Problem to solve — Copy out verbatim everything in the data from the line containing "the black frame" down to the end of the data.

Records for this exercise —

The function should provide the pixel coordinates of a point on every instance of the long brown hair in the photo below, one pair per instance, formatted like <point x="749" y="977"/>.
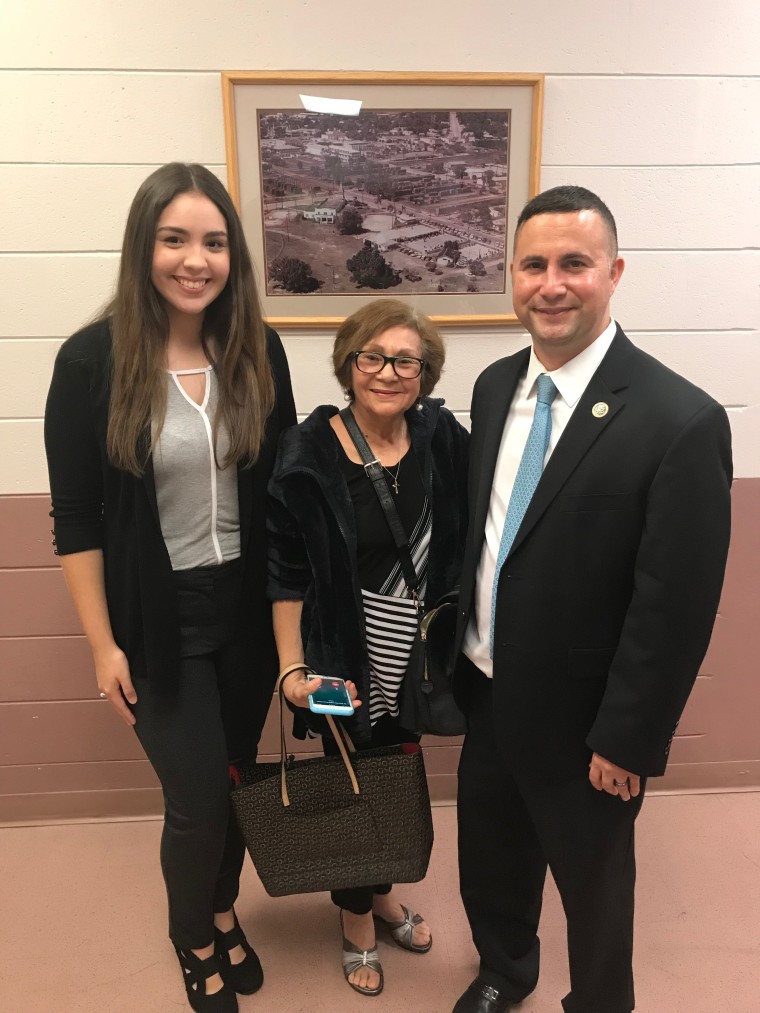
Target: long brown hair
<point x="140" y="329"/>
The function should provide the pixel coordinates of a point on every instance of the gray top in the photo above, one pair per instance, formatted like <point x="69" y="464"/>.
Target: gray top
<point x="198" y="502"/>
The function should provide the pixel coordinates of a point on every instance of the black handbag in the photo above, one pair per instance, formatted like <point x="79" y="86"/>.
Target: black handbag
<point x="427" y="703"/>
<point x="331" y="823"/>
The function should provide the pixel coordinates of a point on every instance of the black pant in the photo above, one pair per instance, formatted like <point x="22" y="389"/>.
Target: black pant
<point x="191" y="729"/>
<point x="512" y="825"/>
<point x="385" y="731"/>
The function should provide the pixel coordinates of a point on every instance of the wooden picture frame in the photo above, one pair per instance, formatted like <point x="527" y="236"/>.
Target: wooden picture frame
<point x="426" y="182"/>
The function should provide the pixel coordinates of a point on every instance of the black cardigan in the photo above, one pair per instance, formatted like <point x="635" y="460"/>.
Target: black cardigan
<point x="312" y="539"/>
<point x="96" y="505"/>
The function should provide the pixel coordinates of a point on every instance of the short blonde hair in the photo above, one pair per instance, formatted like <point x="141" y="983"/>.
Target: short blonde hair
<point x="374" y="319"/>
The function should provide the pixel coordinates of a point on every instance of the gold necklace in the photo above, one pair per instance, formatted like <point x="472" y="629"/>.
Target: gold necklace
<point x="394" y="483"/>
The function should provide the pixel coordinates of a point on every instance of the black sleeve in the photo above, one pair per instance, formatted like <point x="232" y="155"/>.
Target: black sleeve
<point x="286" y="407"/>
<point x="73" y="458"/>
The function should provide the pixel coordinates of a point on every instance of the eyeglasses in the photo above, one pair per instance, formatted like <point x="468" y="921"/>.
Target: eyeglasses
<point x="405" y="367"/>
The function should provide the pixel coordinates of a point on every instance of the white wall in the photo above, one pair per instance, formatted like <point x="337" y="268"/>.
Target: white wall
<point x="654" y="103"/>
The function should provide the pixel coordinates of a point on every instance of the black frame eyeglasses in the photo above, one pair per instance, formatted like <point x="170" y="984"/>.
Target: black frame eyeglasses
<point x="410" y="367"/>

Reply to the task —
The function should provide the pixel coordinates of a point on every instance of the black frame eyeglasses in the photo above, one pair per instance, formatted like <point x="170" y="984"/>.
Target: black frame eyeglasses
<point x="410" y="367"/>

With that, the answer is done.